Extrait de page
····················
Pour cette entrevue, La Liberté a rejoint Dominique Rey en pleine installation de plusieurs de ces œuvres d’art au Musée des beaux-arts de Winnipeg. Quelques murs étaient encore vides au moment de l’entre- vue, ils seront bien remplis le jour du vernissage qui a lieu le 11 octobre (1). Près d’une soixantaine d’œuvres rempliront les quelques 12 000 pied carré de l’espace.

À l’approche de son vernissage, c’est un mélange de sentiments qui envahissent Dominique Rey. « C’est très excitant. C’est l’apogée de plusieurs années de démarches artistiques. Cette exposition retrace la jeune enfance de mes deux enfants en mêlant aussi le travail d’autres parents. »

Celle qui se décrit comme collaboratrice de l’exposition avec ces deux jeunes enfants, Madeleine, neuf ans, et Auguste Coar, six ans et son mari, Lancelot Coar, a toujours eu un lien particulier avec l’art. « Je pense que depuis l’âge de mes quatre ans, j’ai été passionnée par l’art. Après le secondaire, j’ai étudié dans le domaine des beaux-arts à l’Université du Manitoba. Pour moi, c’était être le paradis. J’ai toujours su que je voulais devenir artiste. »

Dans son parcours d’artiste, Dominique Rey a pu compter sur l’appui de différents organismes de la francophonie manitobaine. « J’ai suivi mes premiers cours de peinture à l’huile au Centre culturel franco-manitobain (CCFM) lorsque j’étais adolescente. Par la suite, j’ai exposé au CCFM, j’ai aussi fait ma première exposition solo au CCFM.

« J’ai également pu compter sur la Maison des artistes visuels francophones du Manitoba. En effet, je faisais partie des premiers artistes qui ont fondé la Maison des artistes visuels francophones. J’ai ensuite rejoint le CA puis j’en suis devenue la directrice générale. Tout ceci m’a beaucoup liée à ma communauté. »
····················
Enregistrements à utiliser
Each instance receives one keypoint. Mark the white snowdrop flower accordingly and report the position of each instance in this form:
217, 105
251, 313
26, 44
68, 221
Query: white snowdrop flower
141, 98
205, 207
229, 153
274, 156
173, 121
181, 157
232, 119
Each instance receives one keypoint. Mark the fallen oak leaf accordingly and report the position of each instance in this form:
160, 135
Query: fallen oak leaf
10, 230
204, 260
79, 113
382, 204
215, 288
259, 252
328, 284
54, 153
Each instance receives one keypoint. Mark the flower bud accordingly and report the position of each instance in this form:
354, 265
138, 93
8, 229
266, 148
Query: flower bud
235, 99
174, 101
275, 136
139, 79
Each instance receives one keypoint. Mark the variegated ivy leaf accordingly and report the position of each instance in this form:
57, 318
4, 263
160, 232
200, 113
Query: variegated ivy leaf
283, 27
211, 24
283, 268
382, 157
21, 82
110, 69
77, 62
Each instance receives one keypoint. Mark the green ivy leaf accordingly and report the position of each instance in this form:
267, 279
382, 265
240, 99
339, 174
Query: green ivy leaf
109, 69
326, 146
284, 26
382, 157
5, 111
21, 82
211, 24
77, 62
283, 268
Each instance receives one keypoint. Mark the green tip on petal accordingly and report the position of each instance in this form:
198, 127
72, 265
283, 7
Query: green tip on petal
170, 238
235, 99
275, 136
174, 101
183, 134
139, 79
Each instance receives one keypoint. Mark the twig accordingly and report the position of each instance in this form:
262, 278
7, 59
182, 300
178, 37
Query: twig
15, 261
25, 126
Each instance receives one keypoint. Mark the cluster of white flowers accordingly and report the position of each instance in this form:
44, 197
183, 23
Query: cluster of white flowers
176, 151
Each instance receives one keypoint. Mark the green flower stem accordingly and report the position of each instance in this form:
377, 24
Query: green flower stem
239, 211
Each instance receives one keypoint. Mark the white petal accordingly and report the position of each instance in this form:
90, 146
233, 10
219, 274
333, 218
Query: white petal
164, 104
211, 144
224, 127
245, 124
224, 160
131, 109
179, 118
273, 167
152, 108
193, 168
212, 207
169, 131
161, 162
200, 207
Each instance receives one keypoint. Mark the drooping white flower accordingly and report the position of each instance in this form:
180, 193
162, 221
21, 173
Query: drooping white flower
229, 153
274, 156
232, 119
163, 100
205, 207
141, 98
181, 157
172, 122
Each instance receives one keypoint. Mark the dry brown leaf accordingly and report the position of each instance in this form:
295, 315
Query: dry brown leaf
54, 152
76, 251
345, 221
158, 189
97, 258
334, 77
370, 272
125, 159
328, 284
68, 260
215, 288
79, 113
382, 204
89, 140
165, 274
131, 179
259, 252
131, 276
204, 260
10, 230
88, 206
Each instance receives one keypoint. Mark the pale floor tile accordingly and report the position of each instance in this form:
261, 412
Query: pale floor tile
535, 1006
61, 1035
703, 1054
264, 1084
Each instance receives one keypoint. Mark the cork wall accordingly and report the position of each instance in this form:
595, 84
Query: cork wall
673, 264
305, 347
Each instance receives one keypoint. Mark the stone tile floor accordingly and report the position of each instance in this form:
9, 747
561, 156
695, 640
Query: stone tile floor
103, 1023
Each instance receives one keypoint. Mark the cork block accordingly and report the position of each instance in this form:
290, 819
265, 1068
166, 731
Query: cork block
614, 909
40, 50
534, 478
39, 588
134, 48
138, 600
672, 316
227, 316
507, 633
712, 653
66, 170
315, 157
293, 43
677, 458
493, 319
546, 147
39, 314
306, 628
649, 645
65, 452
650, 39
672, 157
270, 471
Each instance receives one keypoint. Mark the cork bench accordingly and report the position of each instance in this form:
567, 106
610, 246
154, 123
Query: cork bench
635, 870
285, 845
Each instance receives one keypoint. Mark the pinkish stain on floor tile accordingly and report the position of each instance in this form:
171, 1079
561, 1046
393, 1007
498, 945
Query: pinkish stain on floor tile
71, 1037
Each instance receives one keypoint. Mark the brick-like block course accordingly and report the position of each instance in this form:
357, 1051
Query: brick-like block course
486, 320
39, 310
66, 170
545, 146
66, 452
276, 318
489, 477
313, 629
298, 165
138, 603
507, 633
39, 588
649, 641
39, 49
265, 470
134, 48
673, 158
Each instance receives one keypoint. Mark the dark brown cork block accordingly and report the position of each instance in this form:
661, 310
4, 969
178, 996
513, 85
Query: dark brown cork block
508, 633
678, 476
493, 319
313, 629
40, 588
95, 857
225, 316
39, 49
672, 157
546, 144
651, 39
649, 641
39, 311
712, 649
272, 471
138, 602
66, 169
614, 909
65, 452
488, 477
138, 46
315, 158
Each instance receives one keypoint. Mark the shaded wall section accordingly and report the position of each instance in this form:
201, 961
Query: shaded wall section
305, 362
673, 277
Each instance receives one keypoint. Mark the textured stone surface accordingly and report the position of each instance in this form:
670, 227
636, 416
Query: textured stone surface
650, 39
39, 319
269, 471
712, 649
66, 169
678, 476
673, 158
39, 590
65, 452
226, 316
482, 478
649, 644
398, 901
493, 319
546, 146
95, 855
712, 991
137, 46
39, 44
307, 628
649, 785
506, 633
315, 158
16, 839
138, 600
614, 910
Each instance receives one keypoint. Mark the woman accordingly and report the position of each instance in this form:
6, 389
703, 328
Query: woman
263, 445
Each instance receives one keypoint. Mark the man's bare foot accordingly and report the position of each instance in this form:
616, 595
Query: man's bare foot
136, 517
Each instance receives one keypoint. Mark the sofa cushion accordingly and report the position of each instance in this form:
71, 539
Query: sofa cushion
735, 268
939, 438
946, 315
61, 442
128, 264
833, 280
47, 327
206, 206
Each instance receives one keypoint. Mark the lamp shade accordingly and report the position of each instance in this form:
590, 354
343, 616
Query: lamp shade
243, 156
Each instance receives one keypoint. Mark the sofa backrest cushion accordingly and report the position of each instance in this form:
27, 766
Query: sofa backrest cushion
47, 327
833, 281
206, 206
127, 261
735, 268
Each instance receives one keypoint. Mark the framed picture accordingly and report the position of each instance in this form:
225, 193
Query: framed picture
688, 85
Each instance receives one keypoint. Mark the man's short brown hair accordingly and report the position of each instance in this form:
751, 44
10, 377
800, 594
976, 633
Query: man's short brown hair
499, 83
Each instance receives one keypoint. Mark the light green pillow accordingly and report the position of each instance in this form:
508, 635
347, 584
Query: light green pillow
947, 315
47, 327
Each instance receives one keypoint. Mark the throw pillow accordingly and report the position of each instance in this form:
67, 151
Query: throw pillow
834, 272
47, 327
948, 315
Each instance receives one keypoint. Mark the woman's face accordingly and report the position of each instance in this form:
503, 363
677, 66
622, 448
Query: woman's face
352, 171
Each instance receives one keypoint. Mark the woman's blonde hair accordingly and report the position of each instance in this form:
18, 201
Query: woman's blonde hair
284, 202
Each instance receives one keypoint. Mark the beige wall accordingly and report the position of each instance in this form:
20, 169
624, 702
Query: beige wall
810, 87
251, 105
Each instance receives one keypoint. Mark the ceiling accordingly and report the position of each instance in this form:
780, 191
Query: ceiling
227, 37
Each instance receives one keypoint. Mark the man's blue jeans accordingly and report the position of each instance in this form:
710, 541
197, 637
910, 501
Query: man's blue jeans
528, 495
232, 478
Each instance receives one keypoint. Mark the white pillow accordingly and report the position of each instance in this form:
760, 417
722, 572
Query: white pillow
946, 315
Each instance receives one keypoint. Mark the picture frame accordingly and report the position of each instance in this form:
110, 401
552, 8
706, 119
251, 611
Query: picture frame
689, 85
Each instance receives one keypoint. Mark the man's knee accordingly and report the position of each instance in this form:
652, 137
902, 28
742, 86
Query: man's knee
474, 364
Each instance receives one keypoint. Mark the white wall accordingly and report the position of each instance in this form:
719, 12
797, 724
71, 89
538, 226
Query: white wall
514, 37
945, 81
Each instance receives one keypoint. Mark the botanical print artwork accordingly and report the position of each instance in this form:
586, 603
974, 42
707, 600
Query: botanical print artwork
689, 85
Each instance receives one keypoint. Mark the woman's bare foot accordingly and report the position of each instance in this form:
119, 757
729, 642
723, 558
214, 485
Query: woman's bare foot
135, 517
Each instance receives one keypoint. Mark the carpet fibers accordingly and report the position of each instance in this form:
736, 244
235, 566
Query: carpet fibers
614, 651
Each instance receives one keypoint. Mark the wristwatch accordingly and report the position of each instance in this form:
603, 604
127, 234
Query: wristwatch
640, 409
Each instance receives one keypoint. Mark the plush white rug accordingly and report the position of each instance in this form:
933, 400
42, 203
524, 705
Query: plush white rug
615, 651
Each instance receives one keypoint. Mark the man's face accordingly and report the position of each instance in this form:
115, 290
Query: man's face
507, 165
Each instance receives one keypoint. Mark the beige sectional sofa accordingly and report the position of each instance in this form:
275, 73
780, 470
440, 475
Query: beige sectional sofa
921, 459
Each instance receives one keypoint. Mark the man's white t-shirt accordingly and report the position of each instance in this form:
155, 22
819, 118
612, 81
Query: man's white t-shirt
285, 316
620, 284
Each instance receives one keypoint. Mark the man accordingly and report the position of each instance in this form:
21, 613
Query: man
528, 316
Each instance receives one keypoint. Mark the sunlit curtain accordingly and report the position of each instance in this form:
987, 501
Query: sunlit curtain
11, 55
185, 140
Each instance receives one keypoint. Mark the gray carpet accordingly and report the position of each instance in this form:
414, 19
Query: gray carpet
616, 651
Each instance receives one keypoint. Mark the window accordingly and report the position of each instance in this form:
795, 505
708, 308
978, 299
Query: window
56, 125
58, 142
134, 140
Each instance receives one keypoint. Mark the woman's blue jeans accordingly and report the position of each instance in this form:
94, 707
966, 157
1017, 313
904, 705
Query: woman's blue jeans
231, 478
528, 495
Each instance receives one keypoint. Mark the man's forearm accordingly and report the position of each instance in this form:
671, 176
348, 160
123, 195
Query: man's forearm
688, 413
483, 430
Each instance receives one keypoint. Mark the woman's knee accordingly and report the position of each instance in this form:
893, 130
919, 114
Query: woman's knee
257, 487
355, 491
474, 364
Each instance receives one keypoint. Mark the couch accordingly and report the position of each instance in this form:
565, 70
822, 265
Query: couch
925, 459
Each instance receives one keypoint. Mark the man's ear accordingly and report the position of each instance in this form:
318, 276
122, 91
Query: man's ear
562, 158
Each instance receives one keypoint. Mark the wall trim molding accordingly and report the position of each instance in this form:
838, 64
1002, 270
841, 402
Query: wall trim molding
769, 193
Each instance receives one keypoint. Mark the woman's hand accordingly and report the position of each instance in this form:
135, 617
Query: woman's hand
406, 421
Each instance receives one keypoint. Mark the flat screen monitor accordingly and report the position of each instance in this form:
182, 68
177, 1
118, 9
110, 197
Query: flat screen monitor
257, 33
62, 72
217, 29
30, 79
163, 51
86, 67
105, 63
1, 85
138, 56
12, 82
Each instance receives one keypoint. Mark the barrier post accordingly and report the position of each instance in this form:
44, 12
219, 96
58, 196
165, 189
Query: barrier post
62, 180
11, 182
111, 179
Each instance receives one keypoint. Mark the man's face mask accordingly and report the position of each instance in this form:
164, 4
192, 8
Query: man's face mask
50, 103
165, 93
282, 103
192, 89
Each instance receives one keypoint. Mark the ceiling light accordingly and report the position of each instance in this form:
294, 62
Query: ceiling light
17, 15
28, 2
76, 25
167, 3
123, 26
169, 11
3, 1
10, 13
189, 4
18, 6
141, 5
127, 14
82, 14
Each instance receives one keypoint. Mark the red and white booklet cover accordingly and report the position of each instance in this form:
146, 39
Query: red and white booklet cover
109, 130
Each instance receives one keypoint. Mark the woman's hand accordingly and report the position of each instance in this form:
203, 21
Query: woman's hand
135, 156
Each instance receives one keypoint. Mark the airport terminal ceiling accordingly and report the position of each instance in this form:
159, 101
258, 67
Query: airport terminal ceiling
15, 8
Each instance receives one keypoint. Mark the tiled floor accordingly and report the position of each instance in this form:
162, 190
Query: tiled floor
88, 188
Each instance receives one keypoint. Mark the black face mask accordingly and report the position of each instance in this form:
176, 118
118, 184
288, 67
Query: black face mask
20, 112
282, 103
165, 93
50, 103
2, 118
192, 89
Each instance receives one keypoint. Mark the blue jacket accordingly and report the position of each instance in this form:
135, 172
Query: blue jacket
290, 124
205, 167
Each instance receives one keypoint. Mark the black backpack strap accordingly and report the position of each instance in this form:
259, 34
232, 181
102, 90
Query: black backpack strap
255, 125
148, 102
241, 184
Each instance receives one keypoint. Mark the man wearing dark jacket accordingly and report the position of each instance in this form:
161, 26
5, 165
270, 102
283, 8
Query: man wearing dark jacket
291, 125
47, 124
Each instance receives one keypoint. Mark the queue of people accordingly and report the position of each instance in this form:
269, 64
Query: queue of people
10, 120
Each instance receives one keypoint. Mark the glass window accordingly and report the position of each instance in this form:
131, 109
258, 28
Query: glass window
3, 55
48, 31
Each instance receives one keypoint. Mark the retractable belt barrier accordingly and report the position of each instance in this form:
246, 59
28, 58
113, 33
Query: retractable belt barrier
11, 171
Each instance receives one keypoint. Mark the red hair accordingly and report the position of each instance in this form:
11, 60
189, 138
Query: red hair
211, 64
····················
Vos tâches
• A. Dressez la liste de toutes les personnes nommées dans l'extrait.
• B. Recopiez à l'identique les lignes des enregistrements qui vont de celle contenant « Each instance receives one keypoint. Mark the airport » jusqu'à la fin des enregistrements, ces deux bornes comprises.
L'extrait et les enregistrements proviennent de sources distinctes.

Corrigé détaillé
• A.
Dominique Rey
Madeleine
Auguste Coar
Lancelot Coar

• B.
Each instance receives one keypoint. Mark the airport terminal ceiling accordingly and report the position of each instance in this form:
159, 101
258, 67
Query: airport terminal ceiling
15, 8
Each instance receives one keypoint. Mark the tiled floor accordingly and report the position of each instance in this form:
162, 190
Query: tiled floor
88, 188
Each instance receives one keypoint. Mark the black face mask accordingly and report the position of each instance in this form:
176, 118
118, 184
288, 67
Query: black face mask
20, 112
282, 103
165, 93
50, 103
2, 118
192, 89
Each instance receives one keypoint. Mark the blue jacket accordingly and report the position of each instance in this form:
135, 172
Query: blue jacket
290, 124
205, 167
Each instance receives one keypoint. Mark the black backpack strap accordingly and report the position of each instance in this form:
259, 34
232, 181
102, 90
Query: black backpack strap
255, 125
148, 102
241, 184
Each instance receives one keypoint. Mark the man wearing dark jacket accordingly and report the position of each instance in this form:
161, 26
5, 165
270, 102
283, 8
Query: man wearing dark jacket
291, 125
47, 124
Each instance receives one keypoint. Mark the queue of people accordingly and report the position of each instance in this form:
269, 64
Query: queue of people
10, 120
Each instance receives one keypoint. Mark the glass window accordingly and report the position of each instance in this form:
131, 109
258, 28
Query: glass window
3, 55
48, 31
Each instance receives one keypoint. Mark the retractable belt barrier accordingly and report the position of each instance in this form:
246, 59
28, 58
113, 33
Query: retractable belt barrier
11, 171
Each instance receives one keypoint. Mark the red hair accordingly and report the position of each instance in this form:
11, 60
189, 138
Query: red hair
211, 64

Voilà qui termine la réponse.